[Records taken from a collection]
──────
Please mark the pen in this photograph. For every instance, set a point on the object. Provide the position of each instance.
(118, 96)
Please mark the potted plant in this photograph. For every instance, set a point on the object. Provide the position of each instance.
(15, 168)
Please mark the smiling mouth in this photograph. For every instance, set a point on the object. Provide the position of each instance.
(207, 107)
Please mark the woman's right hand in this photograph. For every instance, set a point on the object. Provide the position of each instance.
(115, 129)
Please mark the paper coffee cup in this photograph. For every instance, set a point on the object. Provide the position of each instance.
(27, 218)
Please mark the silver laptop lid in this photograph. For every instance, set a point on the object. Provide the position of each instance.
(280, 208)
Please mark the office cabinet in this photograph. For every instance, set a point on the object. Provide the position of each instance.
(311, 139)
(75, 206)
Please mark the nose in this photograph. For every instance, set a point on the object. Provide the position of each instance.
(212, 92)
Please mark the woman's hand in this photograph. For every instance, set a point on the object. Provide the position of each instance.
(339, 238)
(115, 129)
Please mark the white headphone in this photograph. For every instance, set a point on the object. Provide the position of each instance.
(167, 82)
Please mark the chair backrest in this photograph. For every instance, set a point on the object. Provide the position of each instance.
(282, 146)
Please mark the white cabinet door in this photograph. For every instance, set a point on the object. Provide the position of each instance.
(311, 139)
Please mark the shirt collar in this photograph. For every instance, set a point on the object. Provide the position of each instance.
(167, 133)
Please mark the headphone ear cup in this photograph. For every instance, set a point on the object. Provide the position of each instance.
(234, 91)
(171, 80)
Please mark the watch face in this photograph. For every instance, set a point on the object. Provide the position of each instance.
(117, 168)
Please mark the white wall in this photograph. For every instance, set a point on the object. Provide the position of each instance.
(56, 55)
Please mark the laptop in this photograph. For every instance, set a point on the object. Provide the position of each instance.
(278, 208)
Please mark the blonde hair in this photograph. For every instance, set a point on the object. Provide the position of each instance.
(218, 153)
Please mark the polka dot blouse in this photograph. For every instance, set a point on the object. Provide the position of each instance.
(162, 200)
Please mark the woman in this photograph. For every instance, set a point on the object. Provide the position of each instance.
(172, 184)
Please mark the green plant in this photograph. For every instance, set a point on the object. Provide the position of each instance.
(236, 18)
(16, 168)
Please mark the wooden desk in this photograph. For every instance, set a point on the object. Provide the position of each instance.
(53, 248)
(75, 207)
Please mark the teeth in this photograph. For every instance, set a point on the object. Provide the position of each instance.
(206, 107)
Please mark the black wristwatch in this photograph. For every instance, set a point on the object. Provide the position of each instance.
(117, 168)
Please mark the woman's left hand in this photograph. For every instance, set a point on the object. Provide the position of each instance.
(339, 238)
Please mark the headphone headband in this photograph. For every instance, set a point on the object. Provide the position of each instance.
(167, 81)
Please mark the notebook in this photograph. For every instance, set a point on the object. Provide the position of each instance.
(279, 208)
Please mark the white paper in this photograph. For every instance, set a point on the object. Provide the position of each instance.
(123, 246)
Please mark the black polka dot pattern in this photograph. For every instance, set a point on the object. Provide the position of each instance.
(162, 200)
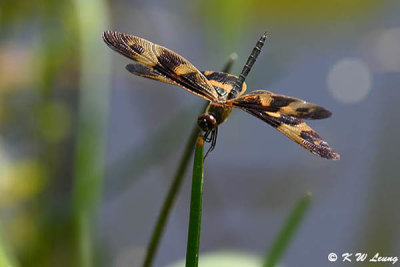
──────
Work out how many lines of the records contain the word "black", treating uppercase and lowercase as different. Reply with the number alone.

◆ **Solution for this exercise**
2